• GIVEN INSTRUCTION
Find each line in the listing that contains the string "couple" and copy those lines out in full.

--

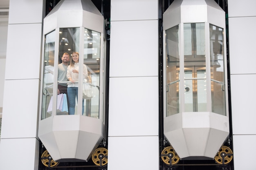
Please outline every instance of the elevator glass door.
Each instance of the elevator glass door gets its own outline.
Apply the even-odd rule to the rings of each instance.
[[[184,86],[185,111],[207,111],[205,67],[185,66]]]

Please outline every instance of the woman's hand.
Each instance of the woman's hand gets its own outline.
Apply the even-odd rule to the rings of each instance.
[[[78,73],[78,70],[76,70],[75,69],[73,69],[72,71],[73,71],[73,73]]]

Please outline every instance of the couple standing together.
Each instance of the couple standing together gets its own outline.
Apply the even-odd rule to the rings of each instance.
[[[63,54],[61,57],[62,63],[58,65],[58,82],[70,82],[70,83],[59,83],[58,94],[67,94],[68,113],[74,115],[76,98],[77,100],[78,94],[78,73],[79,70],[79,53],[74,52],[72,53],[70,64],[70,55],[67,53]],[[88,71],[85,64],[83,64],[83,75],[84,79],[88,76]],[[84,99],[83,99],[82,114],[83,114]]]

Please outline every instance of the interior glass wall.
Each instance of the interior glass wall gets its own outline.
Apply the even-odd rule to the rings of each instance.
[[[204,25],[184,24],[185,112],[207,111]]]
[[[56,34],[53,31],[45,35],[42,119],[52,115],[55,104],[56,115],[79,114],[99,118],[100,82],[104,80],[100,79],[103,77],[100,74],[101,33],[83,28],[60,28],[59,42],[55,43]],[[56,45],[58,58],[54,61]],[[54,86],[57,89],[56,102]],[[79,93],[83,96],[81,102]],[[79,107],[81,113],[78,112]]]
[[[210,24],[212,112],[226,115],[223,29]]]
[[[99,117],[101,34],[85,29],[83,63],[88,69],[88,77],[84,82],[91,86],[93,97],[84,102],[86,116]]]
[[[43,79],[41,118],[44,119],[52,116],[54,86],[54,47],[56,34],[55,31],[45,35],[44,56]],[[49,108],[50,106],[50,108]]]
[[[166,31],[166,116],[179,113],[179,26]]]

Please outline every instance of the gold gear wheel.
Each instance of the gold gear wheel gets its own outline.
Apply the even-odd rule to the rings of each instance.
[[[104,148],[96,149],[92,155],[92,159],[96,165],[106,165],[108,163],[108,150]]]
[[[232,160],[233,152],[227,146],[222,146],[214,157],[215,161],[219,164],[226,165]]]
[[[43,165],[48,168],[57,166],[59,163],[59,162],[57,162],[52,159],[47,150],[44,152],[42,154],[41,161]],[[49,163],[49,162],[50,162],[50,163]]]
[[[180,161],[180,157],[178,156],[172,146],[168,146],[164,149],[161,153],[161,158],[166,165],[174,165]],[[171,164],[170,164],[170,158],[171,157]]]

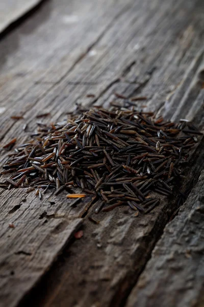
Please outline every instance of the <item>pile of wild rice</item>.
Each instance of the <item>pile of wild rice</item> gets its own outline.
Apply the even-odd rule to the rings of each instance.
[[[11,175],[0,187],[36,190],[40,199],[49,189],[56,195],[65,189],[68,198],[95,195],[101,200],[97,212],[128,205],[147,213],[159,203],[151,191],[170,196],[184,178],[183,164],[199,134],[189,122],[152,113],[81,111],[64,122],[38,123],[33,139],[10,155],[2,173]],[[82,194],[74,193],[77,187]]]

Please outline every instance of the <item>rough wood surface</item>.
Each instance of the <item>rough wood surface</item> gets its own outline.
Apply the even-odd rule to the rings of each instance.
[[[180,117],[193,119],[203,128],[203,1],[154,0],[149,3],[148,0],[101,0],[96,5],[91,0],[50,0],[8,33],[0,41],[1,145],[14,135],[18,142],[28,140],[39,113],[50,112],[50,117],[44,120],[50,122],[66,117],[66,112],[76,102],[108,106],[116,100],[115,92],[127,97],[146,96],[145,102],[138,102],[139,108],[143,105],[144,110],[158,111],[177,120]],[[95,97],[87,98],[90,93]],[[23,119],[11,119],[16,114],[22,115]],[[26,133],[22,130],[25,123],[28,124]],[[191,189],[203,167],[203,141],[200,141],[186,170],[189,176],[182,187],[184,192]],[[3,163],[6,153],[1,154]],[[59,198],[49,194],[42,203],[31,194],[21,205],[21,190],[11,191],[11,201],[7,192],[0,193],[0,217],[5,225],[0,235],[4,246],[8,239],[7,232],[11,234],[10,249],[5,248],[0,256],[3,306],[6,302],[17,306],[43,276],[21,304],[123,305],[177,208],[175,195],[145,217],[136,217],[131,210],[121,208],[99,214],[96,218],[100,222],[96,225],[88,218],[94,208],[90,199],[88,204],[72,208],[63,193]],[[51,205],[50,201],[55,204]],[[65,248],[82,217],[84,236]],[[69,230],[56,234],[56,245],[52,233],[59,218]],[[29,221],[31,227],[26,236],[20,226],[24,221]],[[19,226],[9,229],[11,222]],[[24,251],[24,242],[33,238],[32,227],[38,234],[33,237],[29,251],[25,250],[31,253],[32,249],[37,249],[34,259],[15,254],[20,247]],[[49,260],[43,256],[41,240],[45,244],[52,242],[50,250],[45,248],[48,253],[50,251]],[[62,255],[45,274],[63,247]],[[5,266],[4,259],[10,255],[11,260]],[[24,256],[29,264],[31,277],[26,287],[24,262],[19,260],[19,256]],[[46,265],[44,270],[43,263]],[[7,272],[13,270],[14,264],[18,278],[4,274],[5,268]],[[12,293],[10,284],[17,295]]]
[[[203,171],[177,216],[165,227],[127,307],[159,306],[161,301],[167,307],[203,305]]]
[[[0,2],[0,32],[26,14],[42,0],[2,0]]]

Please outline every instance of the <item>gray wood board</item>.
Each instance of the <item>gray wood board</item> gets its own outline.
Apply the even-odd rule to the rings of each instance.
[[[203,128],[204,91],[199,79],[203,60],[203,2],[155,0],[151,6],[147,0],[124,2],[104,0],[96,5],[91,1],[71,1],[68,4],[65,0],[50,1],[0,41],[1,144],[14,135],[18,143],[28,140],[29,131],[36,127],[39,113],[50,112],[50,117],[44,121],[47,122],[66,117],[66,112],[73,109],[76,102],[108,107],[111,100],[116,100],[114,92],[128,97],[146,96],[147,100],[139,102],[138,107],[145,104],[144,110],[159,111],[169,118],[175,117],[174,109],[179,109],[176,119],[190,117]],[[95,97],[86,97],[90,93]],[[16,114],[22,115],[23,119],[11,119],[11,116]],[[22,130],[25,123],[29,127],[27,133]],[[188,170],[184,192],[198,178],[203,167],[203,152],[201,142]],[[6,156],[2,151],[2,163]],[[18,208],[21,190],[10,191],[9,206],[7,192],[1,193],[4,198],[0,216],[2,221],[7,216],[3,239],[7,239],[7,230],[18,237],[18,244],[24,249],[21,227],[11,229],[8,226],[10,222],[18,225],[18,221],[24,220],[21,210],[28,207],[29,223],[36,225],[39,231],[47,220],[43,224],[43,231],[47,231],[48,241],[52,236],[49,223],[56,218],[73,221],[87,213],[83,220],[84,236],[64,248],[62,257],[37,288],[37,293],[41,294],[38,301],[36,295],[29,296],[31,305],[57,306],[59,301],[66,306],[91,306],[97,302],[101,306],[120,305],[177,208],[176,201],[171,206],[164,202],[152,214],[137,218],[130,210],[122,208],[101,213],[97,216],[100,224],[95,225],[88,219],[93,208],[88,209],[87,201],[72,208],[64,194],[59,198],[49,194],[41,203],[32,193],[27,196],[29,203]],[[51,200],[55,203],[52,206]],[[34,207],[35,211],[31,210]],[[42,218],[39,220],[40,216]],[[28,232],[28,240],[30,235]],[[44,250],[39,237],[35,236],[33,244],[39,246],[40,253]],[[69,233],[66,242],[69,238]],[[11,271],[12,264],[19,261],[13,237],[10,240],[12,261],[5,267],[3,260],[8,256],[7,250],[0,259],[5,284],[1,292],[7,294],[8,300],[4,297],[3,304],[9,301],[15,306],[44,275],[44,271],[38,271],[37,278],[31,278],[25,289],[22,262],[18,266],[18,274],[22,272],[21,280],[15,275],[4,275],[5,268]],[[65,244],[56,249],[54,246],[50,248],[53,260]],[[35,273],[38,270],[36,260],[32,261],[31,258],[33,266],[31,264],[30,268]],[[18,293],[16,296],[10,291],[10,283],[15,288],[14,293]]]
[[[2,0],[0,2],[0,32],[33,9],[42,0]]]
[[[203,306],[204,171],[165,227],[127,307]]]

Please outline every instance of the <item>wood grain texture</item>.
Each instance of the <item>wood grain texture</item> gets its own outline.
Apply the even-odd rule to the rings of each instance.
[[[18,303],[82,223],[81,218],[65,218],[63,212],[46,215],[43,202],[33,195],[28,196],[26,202],[22,199],[19,189],[11,195],[8,191],[1,195],[1,306]],[[10,228],[11,224],[14,228]]]
[[[165,227],[125,305],[197,306],[204,286],[204,171]],[[172,295],[172,294],[173,295]]]
[[[2,0],[0,2],[0,32],[33,9],[42,0]]]
[[[0,41],[1,145],[14,135],[18,143],[28,140],[39,113],[50,112],[50,117],[43,120],[47,122],[66,118],[66,113],[73,109],[76,102],[109,107],[111,101],[120,101],[115,92],[128,97],[146,96],[145,102],[137,103],[138,108],[158,111],[176,120],[190,117],[203,128],[204,92],[200,76],[203,69],[203,6],[202,0],[154,0],[150,5],[148,0],[101,0],[97,5],[91,0],[47,2]],[[86,95],[90,93],[95,97],[88,98]],[[23,119],[11,119],[17,114],[22,114]],[[25,123],[28,124],[26,133],[22,130]],[[203,166],[203,141],[200,141],[186,170],[189,176],[182,187],[184,192],[196,183]],[[1,151],[1,163],[6,156],[6,152]],[[10,207],[7,192],[0,193],[4,198],[0,216],[2,221],[8,216],[2,234],[0,230],[5,242],[8,224],[11,221],[17,225],[18,221],[24,220],[20,214],[28,201],[16,210],[23,192],[10,191]],[[18,272],[22,272],[21,279],[17,281],[14,276],[6,274],[3,278],[8,301],[16,306],[28,293],[27,300],[22,300],[20,305],[54,307],[60,302],[60,306],[66,307],[122,305],[165,224],[177,208],[177,196],[170,202],[164,201],[145,217],[136,217],[125,208],[101,213],[96,217],[100,223],[95,225],[88,220],[94,209],[90,199],[88,204],[83,201],[86,203],[72,208],[64,193],[59,198],[48,194],[42,203],[33,193],[29,194],[26,212],[31,229],[35,226],[39,231],[47,233],[45,240],[52,238],[49,223],[57,223],[59,218],[66,223],[75,219],[81,223],[82,217],[84,234],[64,248],[47,274],[39,270],[37,278],[31,278],[26,288],[24,262],[19,262]],[[55,202],[52,205],[51,200]],[[46,220],[47,223],[43,224]],[[24,240],[29,242],[32,237],[29,232],[26,237],[22,236],[20,227],[9,231],[18,237],[17,246],[24,249]],[[70,237],[67,233],[66,242]],[[60,234],[56,235],[57,240],[58,237],[59,245],[55,249],[54,242],[50,247],[53,260],[65,245],[60,243]],[[35,236],[31,248],[37,248],[46,263],[39,235]],[[12,237],[8,271],[19,261],[19,255],[15,254],[18,251],[16,246]],[[37,261],[37,258],[31,261],[34,275]],[[2,263],[4,275],[6,267]],[[43,276],[34,294],[29,294],[29,290]],[[10,292],[9,281],[18,294],[16,298]],[[6,301],[2,301],[4,304]]]

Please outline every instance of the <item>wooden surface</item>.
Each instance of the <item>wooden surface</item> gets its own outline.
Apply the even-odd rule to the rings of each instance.
[[[0,32],[29,12],[42,0],[7,0],[0,2]]]
[[[144,110],[157,111],[174,120],[193,120],[203,129],[203,0],[100,0],[97,5],[91,0],[45,2],[0,41],[1,145],[14,136],[18,142],[28,140],[39,113],[50,112],[44,120],[49,122],[66,118],[76,102],[108,107],[116,99],[115,92],[128,97],[146,96],[145,103],[138,102],[139,108],[145,104]],[[88,94],[95,97],[87,98]],[[11,119],[19,114],[23,119]],[[22,129],[25,123],[27,132]],[[200,138],[185,170],[184,193],[194,186],[194,191],[199,192],[200,184],[196,187],[196,182],[203,168],[203,146]],[[1,163],[6,156],[2,150]],[[180,242],[178,228],[174,234],[166,229],[179,223],[179,218],[185,223],[194,210],[191,195],[183,217],[179,213],[173,219],[178,209],[176,195],[145,217],[118,208],[97,215],[100,223],[95,225],[88,220],[95,206],[90,199],[86,201],[88,204],[72,207],[63,193],[59,197],[47,194],[43,202],[20,189],[1,190],[0,193],[3,307],[140,306],[138,287],[149,274],[158,283],[148,280],[141,293],[143,305],[151,305],[148,290],[153,291],[153,286],[172,274],[168,265],[166,270],[164,267],[161,272],[157,269],[160,260],[167,261],[174,251],[174,240]],[[202,210],[195,210],[201,237]],[[10,223],[15,228],[9,228]],[[80,226],[84,236],[75,240],[73,233]],[[184,228],[184,235],[193,241],[195,234],[185,231]],[[175,267],[182,264],[184,278],[185,244],[180,247],[180,257],[173,257]],[[168,250],[160,252],[166,246]],[[199,270],[201,276],[202,250],[198,254],[199,261],[193,258],[189,270]],[[198,276],[195,274],[196,280]],[[202,305],[201,281],[197,287],[191,283],[191,294],[185,301],[183,288],[179,292],[177,285],[170,293],[164,287],[156,291],[149,302],[160,301],[162,296],[167,306],[174,306],[172,301],[190,306],[192,299]]]
[[[203,306],[204,171],[165,228],[127,307]],[[173,293],[173,295],[170,295]]]

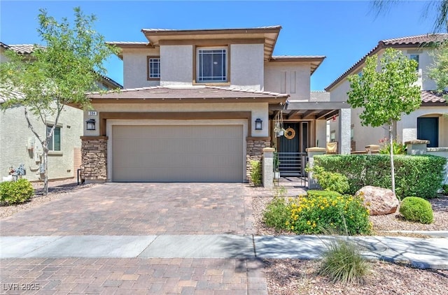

--

• THE OUTPUT
Please outline every instance of the couple standing together.
Each instance of the couple standing together gets its own outline.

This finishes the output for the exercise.